> [TASK]: In the entries from the line containing "target: small white flower" through the end, change "overcast sky" to "cloudy sky" and give those lines back otherwise unchanged, leaving out the pictures.

> [DATA FOR PROCESSING]:
☆ ☆ ☆ ☆

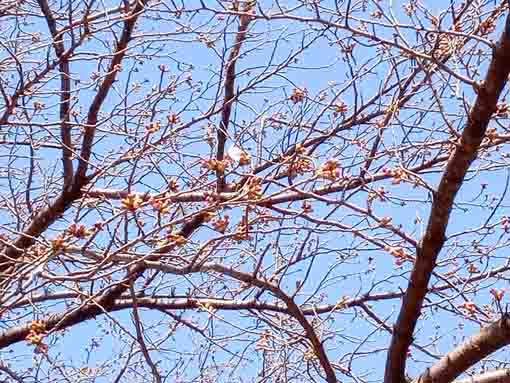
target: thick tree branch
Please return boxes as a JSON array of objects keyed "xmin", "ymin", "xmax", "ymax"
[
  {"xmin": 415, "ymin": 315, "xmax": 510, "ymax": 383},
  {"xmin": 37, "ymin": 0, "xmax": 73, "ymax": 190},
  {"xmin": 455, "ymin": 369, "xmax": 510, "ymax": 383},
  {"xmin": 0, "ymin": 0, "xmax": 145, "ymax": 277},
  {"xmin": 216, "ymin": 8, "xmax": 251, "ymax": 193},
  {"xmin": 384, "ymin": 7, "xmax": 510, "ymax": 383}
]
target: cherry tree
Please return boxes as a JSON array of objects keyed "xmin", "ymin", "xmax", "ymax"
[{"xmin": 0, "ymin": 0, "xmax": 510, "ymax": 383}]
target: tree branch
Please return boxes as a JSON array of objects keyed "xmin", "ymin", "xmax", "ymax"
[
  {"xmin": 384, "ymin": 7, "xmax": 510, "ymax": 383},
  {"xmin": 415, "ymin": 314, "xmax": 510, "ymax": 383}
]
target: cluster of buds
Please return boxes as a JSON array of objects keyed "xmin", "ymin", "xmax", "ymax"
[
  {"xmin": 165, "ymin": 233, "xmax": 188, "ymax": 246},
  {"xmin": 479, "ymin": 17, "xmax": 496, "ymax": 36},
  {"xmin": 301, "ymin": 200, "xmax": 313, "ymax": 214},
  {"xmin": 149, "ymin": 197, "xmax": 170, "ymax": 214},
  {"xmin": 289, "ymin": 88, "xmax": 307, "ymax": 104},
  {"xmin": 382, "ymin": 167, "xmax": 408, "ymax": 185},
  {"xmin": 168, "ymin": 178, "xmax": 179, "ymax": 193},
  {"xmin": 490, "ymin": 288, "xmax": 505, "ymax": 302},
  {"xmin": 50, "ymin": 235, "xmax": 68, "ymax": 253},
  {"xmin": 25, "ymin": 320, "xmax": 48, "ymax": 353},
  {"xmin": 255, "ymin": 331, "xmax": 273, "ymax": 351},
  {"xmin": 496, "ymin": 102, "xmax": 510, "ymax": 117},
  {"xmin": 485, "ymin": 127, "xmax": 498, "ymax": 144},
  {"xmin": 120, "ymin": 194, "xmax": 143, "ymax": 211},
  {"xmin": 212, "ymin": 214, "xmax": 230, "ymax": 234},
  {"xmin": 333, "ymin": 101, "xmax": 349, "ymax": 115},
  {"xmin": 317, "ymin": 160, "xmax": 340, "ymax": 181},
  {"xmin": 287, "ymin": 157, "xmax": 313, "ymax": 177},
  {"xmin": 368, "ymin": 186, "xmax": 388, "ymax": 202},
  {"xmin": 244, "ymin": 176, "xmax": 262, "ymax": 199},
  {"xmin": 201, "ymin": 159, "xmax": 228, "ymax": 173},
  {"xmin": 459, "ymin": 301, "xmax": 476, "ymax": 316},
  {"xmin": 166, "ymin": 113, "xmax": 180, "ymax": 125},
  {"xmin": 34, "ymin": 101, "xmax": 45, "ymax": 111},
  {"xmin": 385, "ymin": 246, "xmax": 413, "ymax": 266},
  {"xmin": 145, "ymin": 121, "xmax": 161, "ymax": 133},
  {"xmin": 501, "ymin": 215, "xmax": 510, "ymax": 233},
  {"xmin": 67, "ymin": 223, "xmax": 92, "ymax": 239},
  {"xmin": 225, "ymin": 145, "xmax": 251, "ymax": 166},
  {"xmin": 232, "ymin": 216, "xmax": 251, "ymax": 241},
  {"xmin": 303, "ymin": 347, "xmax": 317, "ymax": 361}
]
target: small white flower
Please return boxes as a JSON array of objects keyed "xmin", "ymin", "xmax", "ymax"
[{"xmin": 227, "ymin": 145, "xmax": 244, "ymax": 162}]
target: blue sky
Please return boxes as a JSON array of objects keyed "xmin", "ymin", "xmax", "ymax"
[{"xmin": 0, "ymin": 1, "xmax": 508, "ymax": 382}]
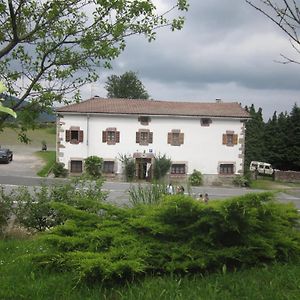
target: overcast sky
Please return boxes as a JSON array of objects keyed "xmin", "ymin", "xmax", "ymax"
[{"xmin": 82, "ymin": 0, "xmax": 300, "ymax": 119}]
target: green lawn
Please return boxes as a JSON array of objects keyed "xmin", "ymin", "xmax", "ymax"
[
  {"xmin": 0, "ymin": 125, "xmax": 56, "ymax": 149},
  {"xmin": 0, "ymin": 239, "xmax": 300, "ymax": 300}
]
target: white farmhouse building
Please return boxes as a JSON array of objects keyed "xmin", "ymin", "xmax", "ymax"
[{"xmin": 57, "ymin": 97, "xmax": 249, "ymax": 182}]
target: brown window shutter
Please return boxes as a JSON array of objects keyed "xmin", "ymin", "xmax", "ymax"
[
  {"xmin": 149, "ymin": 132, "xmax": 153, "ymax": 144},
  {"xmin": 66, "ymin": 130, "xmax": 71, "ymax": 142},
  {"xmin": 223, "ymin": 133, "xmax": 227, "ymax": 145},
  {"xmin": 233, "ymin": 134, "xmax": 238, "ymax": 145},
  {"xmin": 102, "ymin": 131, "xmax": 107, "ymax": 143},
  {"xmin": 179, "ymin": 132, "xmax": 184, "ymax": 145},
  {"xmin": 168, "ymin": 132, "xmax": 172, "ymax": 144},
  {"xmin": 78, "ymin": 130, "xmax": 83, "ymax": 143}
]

☆ ☆ ☆ ☆

> [THE RESULT]:
target: small white flower
Please return boxes as a JSON array of objects keyed "xmin", "ymin", "xmax", "ymax"
[{"xmin": 227, "ymin": 145, "xmax": 244, "ymax": 162}]
target: blue sky
Please return boxes as a JSON array of objects keyed "xmin", "ymin", "xmax", "ymax"
[{"xmin": 0, "ymin": 1, "xmax": 508, "ymax": 382}]
target: cloudy sky
Please return boxes as a JSON array of objects keyed "xmin", "ymin", "xmax", "ymax"
[{"xmin": 82, "ymin": 0, "xmax": 300, "ymax": 119}]
target: green lawn
Please return boxes as a JSON array of objects keyed "xmin", "ymin", "xmax", "ymax"
[
  {"xmin": 0, "ymin": 125, "xmax": 56, "ymax": 149},
  {"xmin": 0, "ymin": 239, "xmax": 300, "ymax": 300}
]
target: white farmhouse building
Please return boxes as a JSON array of objects keyed "xmin", "ymin", "xmax", "ymax"
[{"xmin": 57, "ymin": 97, "xmax": 249, "ymax": 182}]
target: brown window shutter
Please return boxes as a JSON array of objects keyed "xmin", "ymin", "xmax", "ymax"
[
  {"xmin": 149, "ymin": 132, "xmax": 153, "ymax": 144},
  {"xmin": 66, "ymin": 130, "xmax": 71, "ymax": 142},
  {"xmin": 223, "ymin": 133, "xmax": 227, "ymax": 145},
  {"xmin": 233, "ymin": 134, "xmax": 238, "ymax": 145},
  {"xmin": 102, "ymin": 131, "xmax": 107, "ymax": 143},
  {"xmin": 179, "ymin": 132, "xmax": 184, "ymax": 145},
  {"xmin": 168, "ymin": 132, "xmax": 172, "ymax": 144},
  {"xmin": 78, "ymin": 130, "xmax": 83, "ymax": 143}
]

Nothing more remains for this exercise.